BEGIN EXCERPT TO READ

Hand:     a/cl/g/in/th/m/p/o/u/y
Deck:     n
Score:    58
Complete: True
Words:    ['cl/o/th', 'm/u/n/g', 'p/in/y']
Pick up:  n
Drop:     a

Inference Service

AzureML has a few different ways that you can deploy a model for inference. This notebook shows the flow and interaction with a local, ACI (Azure Container Instance) and AKS (Azure Kubernetes Service) deployed AzureML service. 

The pattern is very similar to what we did for training: define an environment, write a scoring script, deploy.

The dependencies for the environment are similar to those used for training but we can use icevision[inference] instead of icevision[all] to reduce the size a bit. Plus we need to add pygtrie for the prefix tree code. I did hit on a problem here though that might help people out. I wanted to use a CPU Ubuntu 18.04 base image but for some reason it threw errors about a missing library. Thankfully the AzureML SDK allows you to specify an inline dockerfile so we can add the missing library:
Note that we're defining the scoring script, score.py, in the InferenceConfig. This contains two functions which you need to define: init() and run(). In the init() function you load the model and any other initialization, then run() is called every time a request comes in through the web server.
To consume the service you just need to know the service_uri and optionally the access key. You can get these from the portal or by calling get_keys() and grabbing the service_uri property from the service object returned when you call Model.deploy(). The gist below shows deploying to AKS and getting those properties:
Note I'm referring here to an inference cluster named jb-inf which I previously set up through the portal.

Finally we can call the web service and get the results. The scoring script takes a json payload with base64 encoded images for the hand and the deck and a hint for the number of cards in the hand:

Serverless

The inference service through AKS is great for serious usage but it's not a cost effective way to host a hobby service. Your AKS cluster can scale down pretty low but it can't go to zero. Therefore you'd be paying for 24x7 uptime even if no one visits the site for months! This is where serverless can really shine. Azure Function Apps on the Consumption Plan can scale to zero and you only pay for the time when your functions are running. On top of this there's a significant level of free tier usage per month before you would have to start paying anyway. I haven't paid a cent yet!

So what's the downside? Cold-start:
"Apps may scale to zero when idle, meaning some requests may have additional latency at startup. The consumption plan does have some optimizations to help decrease cold start time, including pulling from pre-warmed placeholder functions that already have the function host and language processes running."

Here's some data taken from running a few invocations in a row on the card detection function which I'll go through next:

As you can see, there's a slow invocation taking 50 seconds, then all subsequent ones take 10.

END EXCERPT TO READ
BEGIN EXCERPTED RECORDS

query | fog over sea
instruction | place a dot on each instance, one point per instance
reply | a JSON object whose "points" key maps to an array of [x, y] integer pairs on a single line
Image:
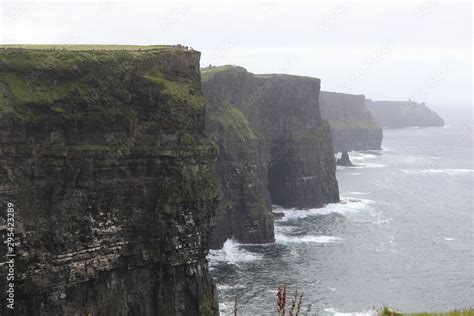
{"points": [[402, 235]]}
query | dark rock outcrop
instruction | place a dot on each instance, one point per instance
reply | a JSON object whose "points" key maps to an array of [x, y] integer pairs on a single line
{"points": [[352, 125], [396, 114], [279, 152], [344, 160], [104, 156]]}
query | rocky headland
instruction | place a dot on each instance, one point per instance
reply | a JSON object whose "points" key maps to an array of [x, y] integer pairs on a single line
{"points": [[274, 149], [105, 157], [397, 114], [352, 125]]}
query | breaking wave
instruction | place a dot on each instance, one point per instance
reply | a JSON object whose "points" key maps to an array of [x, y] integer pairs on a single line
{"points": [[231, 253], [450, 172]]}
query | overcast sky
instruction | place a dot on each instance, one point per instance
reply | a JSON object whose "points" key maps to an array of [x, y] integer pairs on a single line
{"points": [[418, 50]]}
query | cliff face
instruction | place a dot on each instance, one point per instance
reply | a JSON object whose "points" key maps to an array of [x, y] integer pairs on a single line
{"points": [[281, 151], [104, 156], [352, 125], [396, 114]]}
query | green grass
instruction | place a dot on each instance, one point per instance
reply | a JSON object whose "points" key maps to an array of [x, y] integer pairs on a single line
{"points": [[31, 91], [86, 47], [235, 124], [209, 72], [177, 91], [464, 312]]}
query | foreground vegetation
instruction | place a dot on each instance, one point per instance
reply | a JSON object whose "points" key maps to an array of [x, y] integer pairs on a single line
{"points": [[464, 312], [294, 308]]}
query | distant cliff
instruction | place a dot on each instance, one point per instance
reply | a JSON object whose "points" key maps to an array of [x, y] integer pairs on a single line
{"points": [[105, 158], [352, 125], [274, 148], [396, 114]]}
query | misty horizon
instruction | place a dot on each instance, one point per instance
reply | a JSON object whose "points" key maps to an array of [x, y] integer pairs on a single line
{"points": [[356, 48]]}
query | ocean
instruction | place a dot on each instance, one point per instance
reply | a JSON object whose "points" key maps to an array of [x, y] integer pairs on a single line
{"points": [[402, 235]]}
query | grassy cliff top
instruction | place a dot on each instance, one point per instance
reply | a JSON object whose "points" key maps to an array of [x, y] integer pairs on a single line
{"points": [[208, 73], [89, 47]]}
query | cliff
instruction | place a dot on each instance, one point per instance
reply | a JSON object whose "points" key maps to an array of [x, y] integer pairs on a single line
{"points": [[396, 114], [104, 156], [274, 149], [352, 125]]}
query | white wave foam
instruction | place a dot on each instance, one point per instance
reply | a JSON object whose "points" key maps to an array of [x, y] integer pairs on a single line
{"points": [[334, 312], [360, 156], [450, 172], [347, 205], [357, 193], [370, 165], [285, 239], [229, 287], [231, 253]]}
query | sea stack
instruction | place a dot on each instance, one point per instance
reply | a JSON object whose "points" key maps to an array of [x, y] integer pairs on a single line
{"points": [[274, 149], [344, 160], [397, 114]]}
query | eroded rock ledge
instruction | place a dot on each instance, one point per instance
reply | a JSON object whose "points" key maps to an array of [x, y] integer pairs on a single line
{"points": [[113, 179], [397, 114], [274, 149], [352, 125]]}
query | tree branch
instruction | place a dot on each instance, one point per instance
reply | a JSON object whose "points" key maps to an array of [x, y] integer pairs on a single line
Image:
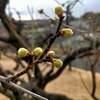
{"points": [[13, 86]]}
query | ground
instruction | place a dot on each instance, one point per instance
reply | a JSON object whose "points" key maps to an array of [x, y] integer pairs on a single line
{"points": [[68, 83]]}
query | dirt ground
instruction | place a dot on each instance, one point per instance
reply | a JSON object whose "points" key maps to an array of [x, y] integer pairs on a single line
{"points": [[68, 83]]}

END EXCERPTED RECORDS
BEGIN EXCERPTED RECORDS

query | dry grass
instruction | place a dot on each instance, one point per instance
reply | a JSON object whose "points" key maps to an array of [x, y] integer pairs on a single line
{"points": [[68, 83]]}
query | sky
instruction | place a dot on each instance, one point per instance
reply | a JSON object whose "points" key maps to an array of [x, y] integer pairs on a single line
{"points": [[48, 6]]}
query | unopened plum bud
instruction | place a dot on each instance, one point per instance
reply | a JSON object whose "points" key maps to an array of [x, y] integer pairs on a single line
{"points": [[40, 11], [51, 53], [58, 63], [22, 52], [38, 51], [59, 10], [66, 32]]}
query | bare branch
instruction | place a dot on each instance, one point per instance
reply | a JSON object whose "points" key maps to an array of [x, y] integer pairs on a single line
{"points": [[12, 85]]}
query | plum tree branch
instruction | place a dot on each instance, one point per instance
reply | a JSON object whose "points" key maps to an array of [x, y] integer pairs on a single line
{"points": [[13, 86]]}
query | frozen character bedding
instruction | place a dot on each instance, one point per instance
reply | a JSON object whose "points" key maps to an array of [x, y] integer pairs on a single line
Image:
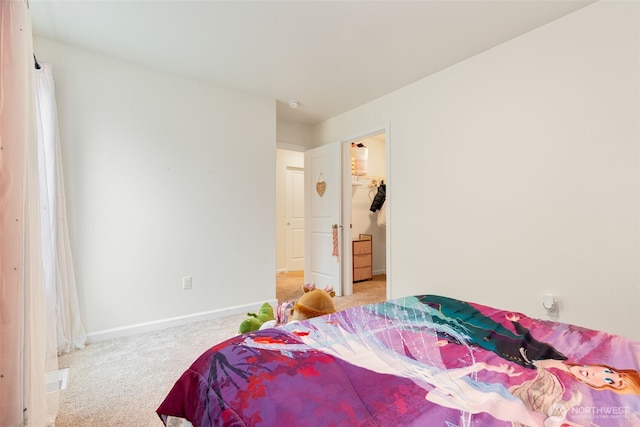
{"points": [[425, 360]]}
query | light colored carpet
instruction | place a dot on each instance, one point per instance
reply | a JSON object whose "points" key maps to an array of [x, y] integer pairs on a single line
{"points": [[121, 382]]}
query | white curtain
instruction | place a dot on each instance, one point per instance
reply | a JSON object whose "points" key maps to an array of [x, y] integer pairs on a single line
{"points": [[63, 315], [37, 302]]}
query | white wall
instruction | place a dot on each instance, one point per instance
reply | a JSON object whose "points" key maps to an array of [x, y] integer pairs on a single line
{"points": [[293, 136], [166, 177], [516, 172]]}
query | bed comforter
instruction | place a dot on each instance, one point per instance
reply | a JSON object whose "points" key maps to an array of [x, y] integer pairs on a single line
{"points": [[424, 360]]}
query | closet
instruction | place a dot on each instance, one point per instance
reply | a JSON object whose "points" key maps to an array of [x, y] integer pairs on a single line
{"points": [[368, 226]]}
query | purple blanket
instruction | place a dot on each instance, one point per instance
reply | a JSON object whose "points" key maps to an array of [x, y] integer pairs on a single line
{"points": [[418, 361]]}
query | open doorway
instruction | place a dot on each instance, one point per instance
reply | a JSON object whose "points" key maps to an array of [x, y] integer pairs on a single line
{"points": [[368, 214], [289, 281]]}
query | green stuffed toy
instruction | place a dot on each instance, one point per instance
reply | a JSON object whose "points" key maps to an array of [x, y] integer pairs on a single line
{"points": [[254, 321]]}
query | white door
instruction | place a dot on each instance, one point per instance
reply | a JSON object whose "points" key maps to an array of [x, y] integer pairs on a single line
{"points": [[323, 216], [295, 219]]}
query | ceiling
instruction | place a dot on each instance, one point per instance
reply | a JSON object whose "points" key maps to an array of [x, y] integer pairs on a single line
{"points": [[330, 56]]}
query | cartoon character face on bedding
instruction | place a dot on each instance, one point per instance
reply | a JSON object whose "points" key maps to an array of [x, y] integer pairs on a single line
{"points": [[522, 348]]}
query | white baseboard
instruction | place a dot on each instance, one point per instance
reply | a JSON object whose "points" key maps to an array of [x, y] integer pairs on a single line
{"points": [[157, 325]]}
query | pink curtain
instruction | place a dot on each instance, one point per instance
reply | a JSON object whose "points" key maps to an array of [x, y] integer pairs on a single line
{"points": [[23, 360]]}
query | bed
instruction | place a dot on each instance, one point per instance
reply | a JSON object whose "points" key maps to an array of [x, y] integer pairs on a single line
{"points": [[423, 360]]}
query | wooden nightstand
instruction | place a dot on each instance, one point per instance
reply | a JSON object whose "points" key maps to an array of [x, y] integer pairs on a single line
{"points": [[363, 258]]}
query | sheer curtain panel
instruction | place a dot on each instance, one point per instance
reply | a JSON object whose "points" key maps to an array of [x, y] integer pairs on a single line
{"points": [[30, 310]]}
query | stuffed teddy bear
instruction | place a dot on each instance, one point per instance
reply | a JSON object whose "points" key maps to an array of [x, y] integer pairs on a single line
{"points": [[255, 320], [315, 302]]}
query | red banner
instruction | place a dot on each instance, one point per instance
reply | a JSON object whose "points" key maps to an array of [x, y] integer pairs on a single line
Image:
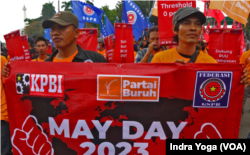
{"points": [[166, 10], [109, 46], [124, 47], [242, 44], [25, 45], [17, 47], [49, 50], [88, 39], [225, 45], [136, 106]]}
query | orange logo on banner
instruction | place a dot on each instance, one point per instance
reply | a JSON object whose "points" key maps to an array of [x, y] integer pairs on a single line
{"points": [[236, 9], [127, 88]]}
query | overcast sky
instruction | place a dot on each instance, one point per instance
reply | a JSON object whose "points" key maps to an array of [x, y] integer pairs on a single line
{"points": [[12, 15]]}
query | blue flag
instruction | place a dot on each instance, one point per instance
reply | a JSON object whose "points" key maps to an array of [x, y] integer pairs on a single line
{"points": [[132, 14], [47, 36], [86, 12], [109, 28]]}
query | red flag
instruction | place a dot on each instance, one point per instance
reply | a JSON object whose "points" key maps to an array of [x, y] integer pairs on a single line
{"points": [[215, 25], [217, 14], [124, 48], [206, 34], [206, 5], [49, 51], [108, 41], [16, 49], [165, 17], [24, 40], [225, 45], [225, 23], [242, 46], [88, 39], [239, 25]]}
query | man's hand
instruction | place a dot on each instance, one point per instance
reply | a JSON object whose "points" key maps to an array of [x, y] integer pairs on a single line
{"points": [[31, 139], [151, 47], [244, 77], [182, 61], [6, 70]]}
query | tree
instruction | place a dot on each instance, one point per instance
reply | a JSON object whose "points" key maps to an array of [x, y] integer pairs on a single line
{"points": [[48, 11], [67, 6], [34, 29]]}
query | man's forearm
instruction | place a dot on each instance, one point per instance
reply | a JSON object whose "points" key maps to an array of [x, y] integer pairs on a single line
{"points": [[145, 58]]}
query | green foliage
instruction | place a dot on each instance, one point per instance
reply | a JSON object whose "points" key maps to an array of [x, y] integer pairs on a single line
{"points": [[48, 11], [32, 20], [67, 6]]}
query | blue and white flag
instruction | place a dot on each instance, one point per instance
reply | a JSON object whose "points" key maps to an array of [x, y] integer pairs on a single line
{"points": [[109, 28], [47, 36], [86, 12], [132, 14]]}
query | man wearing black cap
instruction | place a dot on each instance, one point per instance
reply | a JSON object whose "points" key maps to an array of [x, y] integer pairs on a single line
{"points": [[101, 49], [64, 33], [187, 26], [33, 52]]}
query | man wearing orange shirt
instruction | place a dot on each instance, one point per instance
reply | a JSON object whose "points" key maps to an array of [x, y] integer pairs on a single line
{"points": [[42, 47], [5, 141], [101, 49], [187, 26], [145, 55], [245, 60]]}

END EXCERPTED RECORDS

- _AIM OF THE EXERCISE_
Answer the following questions from the excerpt on model deployment.
(a) Which package is used in place of icevision[all] to reduce the environment size?
(b) What is the name of the inference cluster referred to in the AKS deployment?
(c) How long did the slow invocation of the card detection function take, and how long did the subsequent ones take?

- _RESPONSE TO THE TASK_
(a) icevision[inference]
(b) jb-inf
(c) The slow invocation took 50 seconds, and each subsequent one took 10 seconds.